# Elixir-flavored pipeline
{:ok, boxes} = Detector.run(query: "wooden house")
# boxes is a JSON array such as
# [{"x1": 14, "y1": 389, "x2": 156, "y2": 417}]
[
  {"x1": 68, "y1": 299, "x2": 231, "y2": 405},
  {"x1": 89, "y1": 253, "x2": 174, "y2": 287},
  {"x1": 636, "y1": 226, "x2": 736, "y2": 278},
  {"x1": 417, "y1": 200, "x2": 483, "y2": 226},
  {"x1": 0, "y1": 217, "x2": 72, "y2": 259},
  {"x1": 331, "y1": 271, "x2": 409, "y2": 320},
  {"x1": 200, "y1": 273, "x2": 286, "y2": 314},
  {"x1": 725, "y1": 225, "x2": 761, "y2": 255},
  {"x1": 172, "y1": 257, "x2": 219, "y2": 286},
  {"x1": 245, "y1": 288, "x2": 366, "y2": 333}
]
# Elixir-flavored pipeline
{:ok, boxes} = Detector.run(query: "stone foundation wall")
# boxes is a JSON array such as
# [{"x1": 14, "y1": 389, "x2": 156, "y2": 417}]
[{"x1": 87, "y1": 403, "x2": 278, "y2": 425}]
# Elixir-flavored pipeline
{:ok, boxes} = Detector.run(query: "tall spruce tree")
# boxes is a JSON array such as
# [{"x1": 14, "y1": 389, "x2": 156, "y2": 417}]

#### PROBLEM DETAILS:
Can you write out all of the records above again, line for line, with every character unchanged?

#### WORKED SOLUTION:
# Elixir-flavored pipeline
{:ok, boxes} = Detector.run(query: "wooden house")
# boxes is a JSON array such as
# [{"x1": 14, "y1": 389, "x2": 156, "y2": 417}]
[
  {"x1": 68, "y1": 299, "x2": 231, "y2": 405},
  {"x1": 89, "y1": 253, "x2": 174, "y2": 287},
  {"x1": 636, "y1": 226, "x2": 736, "y2": 278},
  {"x1": 417, "y1": 200, "x2": 483, "y2": 226},
  {"x1": 0, "y1": 217, "x2": 72, "y2": 259},
  {"x1": 331, "y1": 271, "x2": 409, "y2": 320},
  {"x1": 200, "y1": 273, "x2": 286, "y2": 314},
  {"x1": 725, "y1": 225, "x2": 761, "y2": 255},
  {"x1": 172, "y1": 257, "x2": 219, "y2": 286},
  {"x1": 245, "y1": 288, "x2": 366, "y2": 333}
]
# Elixir-flavored pipeline
{:ok, boxes} = Detector.run(query: "stone foundation wall")
# boxes is a JSON array such as
# [{"x1": 14, "y1": 389, "x2": 156, "y2": 417}]
[{"x1": 87, "y1": 403, "x2": 278, "y2": 425}]
# Elixir-flavored pipeline
{:ok, boxes} = Detector.run(query: "tall spruce tree")
# boxes is a JSON array such as
# [{"x1": 14, "y1": 389, "x2": 156, "y2": 417}]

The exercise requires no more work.